I'd like the line containing "Target: white cloud" and each line that follows, through the last line of the material, set down exactly as they are, and no others.
=== Section Start ===
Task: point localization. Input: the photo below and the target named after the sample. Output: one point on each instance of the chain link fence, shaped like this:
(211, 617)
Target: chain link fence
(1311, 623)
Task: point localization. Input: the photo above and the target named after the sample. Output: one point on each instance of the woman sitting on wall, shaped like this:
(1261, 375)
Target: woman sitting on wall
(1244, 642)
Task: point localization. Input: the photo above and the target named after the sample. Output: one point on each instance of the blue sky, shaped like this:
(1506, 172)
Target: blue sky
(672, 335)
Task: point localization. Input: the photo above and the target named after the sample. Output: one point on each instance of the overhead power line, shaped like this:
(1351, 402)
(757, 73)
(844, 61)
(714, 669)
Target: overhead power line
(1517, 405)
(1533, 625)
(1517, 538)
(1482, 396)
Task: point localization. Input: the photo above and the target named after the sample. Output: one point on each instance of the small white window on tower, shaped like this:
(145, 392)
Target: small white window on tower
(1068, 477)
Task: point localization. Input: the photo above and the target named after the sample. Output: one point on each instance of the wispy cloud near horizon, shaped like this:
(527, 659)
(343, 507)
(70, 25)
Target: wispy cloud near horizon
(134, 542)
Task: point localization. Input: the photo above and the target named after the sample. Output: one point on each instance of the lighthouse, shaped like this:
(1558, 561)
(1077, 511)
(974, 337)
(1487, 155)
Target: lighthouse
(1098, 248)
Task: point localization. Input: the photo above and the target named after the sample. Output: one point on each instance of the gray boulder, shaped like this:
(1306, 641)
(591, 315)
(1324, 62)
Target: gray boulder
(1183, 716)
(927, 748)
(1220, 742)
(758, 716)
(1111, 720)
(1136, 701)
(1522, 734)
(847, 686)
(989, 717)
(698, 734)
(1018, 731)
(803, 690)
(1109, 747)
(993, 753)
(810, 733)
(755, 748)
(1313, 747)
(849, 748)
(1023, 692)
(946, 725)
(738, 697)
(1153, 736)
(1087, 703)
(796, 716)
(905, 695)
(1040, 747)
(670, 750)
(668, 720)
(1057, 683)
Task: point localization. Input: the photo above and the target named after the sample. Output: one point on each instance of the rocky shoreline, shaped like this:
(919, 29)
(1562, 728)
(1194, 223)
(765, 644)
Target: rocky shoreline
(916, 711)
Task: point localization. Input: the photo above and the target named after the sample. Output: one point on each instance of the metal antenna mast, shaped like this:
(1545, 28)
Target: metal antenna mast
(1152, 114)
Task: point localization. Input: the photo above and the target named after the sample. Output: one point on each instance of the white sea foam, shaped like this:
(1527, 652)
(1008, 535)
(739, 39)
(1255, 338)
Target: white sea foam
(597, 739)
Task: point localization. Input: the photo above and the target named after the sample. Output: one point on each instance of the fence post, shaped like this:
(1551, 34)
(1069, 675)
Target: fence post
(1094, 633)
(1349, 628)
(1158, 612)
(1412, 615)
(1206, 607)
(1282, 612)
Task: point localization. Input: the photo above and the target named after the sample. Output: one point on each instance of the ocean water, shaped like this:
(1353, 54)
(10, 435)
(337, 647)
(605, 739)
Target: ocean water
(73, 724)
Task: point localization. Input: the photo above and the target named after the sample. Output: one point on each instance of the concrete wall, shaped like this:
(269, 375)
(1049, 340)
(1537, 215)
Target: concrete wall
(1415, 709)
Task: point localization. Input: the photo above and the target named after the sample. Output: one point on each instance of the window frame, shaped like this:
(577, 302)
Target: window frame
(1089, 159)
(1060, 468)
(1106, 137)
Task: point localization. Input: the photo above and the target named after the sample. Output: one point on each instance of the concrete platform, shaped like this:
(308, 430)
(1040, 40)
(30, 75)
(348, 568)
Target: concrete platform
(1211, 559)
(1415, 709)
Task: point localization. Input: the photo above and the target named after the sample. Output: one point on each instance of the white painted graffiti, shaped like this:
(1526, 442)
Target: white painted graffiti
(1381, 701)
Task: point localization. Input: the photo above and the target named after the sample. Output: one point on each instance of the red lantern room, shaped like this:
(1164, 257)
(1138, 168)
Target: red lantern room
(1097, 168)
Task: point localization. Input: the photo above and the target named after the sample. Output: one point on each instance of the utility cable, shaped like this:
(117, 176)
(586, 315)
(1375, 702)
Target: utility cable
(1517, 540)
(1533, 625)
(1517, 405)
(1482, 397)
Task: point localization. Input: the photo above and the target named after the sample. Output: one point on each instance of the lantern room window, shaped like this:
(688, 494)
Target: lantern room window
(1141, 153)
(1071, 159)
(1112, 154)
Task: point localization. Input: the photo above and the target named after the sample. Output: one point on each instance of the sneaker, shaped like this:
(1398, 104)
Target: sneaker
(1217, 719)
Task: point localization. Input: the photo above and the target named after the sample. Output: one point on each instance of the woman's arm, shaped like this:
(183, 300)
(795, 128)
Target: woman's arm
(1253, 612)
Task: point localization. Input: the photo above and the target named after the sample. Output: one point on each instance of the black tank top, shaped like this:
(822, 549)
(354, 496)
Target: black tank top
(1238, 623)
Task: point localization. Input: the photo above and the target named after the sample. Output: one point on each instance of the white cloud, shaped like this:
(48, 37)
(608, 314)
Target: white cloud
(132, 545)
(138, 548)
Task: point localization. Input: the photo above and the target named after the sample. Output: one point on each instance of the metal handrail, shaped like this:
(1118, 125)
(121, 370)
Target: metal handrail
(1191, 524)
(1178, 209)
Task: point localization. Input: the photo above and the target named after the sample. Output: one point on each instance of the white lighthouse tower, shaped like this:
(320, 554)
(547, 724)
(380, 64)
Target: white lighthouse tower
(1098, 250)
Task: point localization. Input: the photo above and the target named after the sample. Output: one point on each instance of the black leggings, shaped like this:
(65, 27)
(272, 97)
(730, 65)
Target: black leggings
=== Section End ===
SOLUTION TO THE PROBLEM ->
Target: white cloud
(132, 545)
(138, 548)
Task: point localization. Input: the photo above and the target named after the sample. Output: one point on each instance of the metal handrail, shaped like this:
(1118, 125)
(121, 370)
Target: metal handrail
(1191, 524)
(1178, 209)
Task: point localization. Input: the photo above and the target named after the sample. Output: one point on each instance of the white lighthouse tower, shaped like this:
(320, 554)
(547, 724)
(380, 64)
Target: white lighthouse tower
(1098, 250)
Task: point localization. Input: the photo above and the target named after the sample. Output: one point on each instance of the black leggings, shaped like this:
(65, 27)
(272, 97)
(730, 65)
Target: black leggings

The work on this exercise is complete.